### [DATA SUPPLIED]
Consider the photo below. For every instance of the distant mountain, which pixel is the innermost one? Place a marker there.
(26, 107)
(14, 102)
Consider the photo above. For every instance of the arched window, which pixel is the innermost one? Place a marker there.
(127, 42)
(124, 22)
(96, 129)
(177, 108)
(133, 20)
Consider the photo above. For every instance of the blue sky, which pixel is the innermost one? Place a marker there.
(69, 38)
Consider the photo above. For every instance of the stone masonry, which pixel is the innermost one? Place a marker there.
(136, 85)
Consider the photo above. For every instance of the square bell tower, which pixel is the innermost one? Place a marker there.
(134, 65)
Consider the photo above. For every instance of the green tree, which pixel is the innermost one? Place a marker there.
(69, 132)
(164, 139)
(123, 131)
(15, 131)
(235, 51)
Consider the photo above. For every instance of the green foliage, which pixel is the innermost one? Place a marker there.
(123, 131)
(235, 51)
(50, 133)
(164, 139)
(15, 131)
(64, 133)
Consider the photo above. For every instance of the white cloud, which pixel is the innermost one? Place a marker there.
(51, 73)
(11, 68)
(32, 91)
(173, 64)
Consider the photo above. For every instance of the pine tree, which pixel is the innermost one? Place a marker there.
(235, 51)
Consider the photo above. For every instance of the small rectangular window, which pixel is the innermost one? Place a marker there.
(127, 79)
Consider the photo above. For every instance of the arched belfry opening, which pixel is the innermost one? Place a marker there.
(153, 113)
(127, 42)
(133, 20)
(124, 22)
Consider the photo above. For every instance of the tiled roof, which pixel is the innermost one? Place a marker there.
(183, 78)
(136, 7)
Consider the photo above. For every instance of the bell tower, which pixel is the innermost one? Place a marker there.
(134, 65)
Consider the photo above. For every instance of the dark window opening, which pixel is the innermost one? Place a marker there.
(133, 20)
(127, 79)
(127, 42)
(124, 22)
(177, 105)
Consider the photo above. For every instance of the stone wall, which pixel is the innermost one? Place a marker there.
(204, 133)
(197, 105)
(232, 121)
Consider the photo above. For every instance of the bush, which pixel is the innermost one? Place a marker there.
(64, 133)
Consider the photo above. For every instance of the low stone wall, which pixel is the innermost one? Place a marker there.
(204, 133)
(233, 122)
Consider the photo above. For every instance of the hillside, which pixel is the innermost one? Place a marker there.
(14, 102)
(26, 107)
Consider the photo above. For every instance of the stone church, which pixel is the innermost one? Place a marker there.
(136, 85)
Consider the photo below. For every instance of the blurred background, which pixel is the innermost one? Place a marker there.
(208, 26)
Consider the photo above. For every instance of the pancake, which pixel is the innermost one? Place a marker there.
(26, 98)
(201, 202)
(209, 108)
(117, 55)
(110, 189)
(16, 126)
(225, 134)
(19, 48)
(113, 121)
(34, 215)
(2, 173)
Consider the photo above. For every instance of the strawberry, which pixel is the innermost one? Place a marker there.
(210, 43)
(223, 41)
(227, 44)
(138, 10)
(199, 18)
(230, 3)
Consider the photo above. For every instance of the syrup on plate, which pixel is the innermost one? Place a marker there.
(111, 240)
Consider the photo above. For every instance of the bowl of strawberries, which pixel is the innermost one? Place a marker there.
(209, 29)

### [AIM OF THE EXERCISE]
Your task is to quote the listing above word for word.

### [SOLUTION FOR THIS TASK]
Consider the photo below. For every instance of the distant mountain, which pixel is the innermost one? Place a marker there.
(26, 107)
(14, 102)
Consider the photo above. For every instance of the arched window, which pixel is the innermost one? Place a marker there.
(127, 42)
(124, 22)
(96, 129)
(177, 108)
(133, 20)
Consider the photo above. For every instance of the blue sky, which pixel is the innermost one? Place a marker there.
(69, 38)
Consider the photo above. For every instance of the stone masonry, which pixel is the innermost one? Place a marker there.
(136, 85)
Consider the photo above. For every instance of the square bell tower, which pixel is the innermost one? Place a marker there.
(134, 65)
Consider the photo above. For every instance of the green tree, which pixel is the innermost one? Place a marker there.
(69, 132)
(164, 139)
(123, 131)
(15, 131)
(235, 51)
Consider the photo above. For every instance of the green foliage, which pixel is the innermost one? Place a marker there.
(123, 131)
(235, 51)
(50, 133)
(164, 139)
(15, 131)
(64, 133)
Consider the photo above. For every instance of the white cloud, which pixel is the innermost one? Place a marker there.
(51, 73)
(11, 68)
(32, 91)
(173, 64)
Consider the photo above. For every instance of the pine tree, which pixel is the innermost one? Place a marker there.
(235, 51)
Consider the photo above. For every instance of the small rectangular window, which pixel is the innermost one? Place a marker there.
(127, 79)
Consider the photo above. For every instance of the arched belfry opening, which pixel is the innermost one? Place a marker there.
(153, 113)
(127, 42)
(133, 20)
(124, 22)
Consider the photo above. For every instance of the tiled roof, which pixel is the innermost one? Place a marker there.
(183, 78)
(136, 7)
Consider the photo above. For every instance of the bell tower, which pixel is the innermost one? Place a marker there.
(134, 65)
Consider the photo above. For every instance of the dark window opening, which pixel is the innermost one? Place a marker there.
(133, 20)
(127, 79)
(127, 42)
(124, 22)
(177, 105)
Consider the photo above. For every instance of the stone wall, which pixel is the innermost one? Place a marker there.
(204, 133)
(197, 105)
(232, 121)
Consider the photo above. For every instance of the bush, which pixel is the innermost one? Place a marker there.
(64, 133)
Consider the photo above. For every instance of the low stone wall, which pixel is the innermost one? Place a marker there.
(204, 133)
(233, 122)
Consider the photo above. For every instance of the hillside, which pixel is the innermost one? Place a marker there.
(14, 102)
(26, 107)
Consider the photo above. For every instance of the stone church, which pixel is the innermost one? Place a marker there.
(136, 85)
Consider the photo below. For every instance of the blurred background, which pixel is the innermost one? Place a marker there.
(208, 26)
Consider the photo above. For every instance of the pancake, which pixel is the innermost one? Place a marker there.
(26, 98)
(201, 202)
(209, 108)
(117, 55)
(110, 189)
(16, 126)
(225, 134)
(19, 48)
(113, 121)
(34, 215)
(2, 173)
Consider the photo above. For every instance of the strawberry, which pixel is the innermost one? Place a marker there.
(210, 43)
(223, 41)
(227, 44)
(138, 10)
(199, 18)
(230, 3)
Consider the photo above. For every instance of the syrup on plate, which pixel is the innermost one? Place a marker there.
(111, 240)
Consider the photo above. For every instance of the bowl of strawberries, which pixel is the innermost one? Place a marker there.
(209, 29)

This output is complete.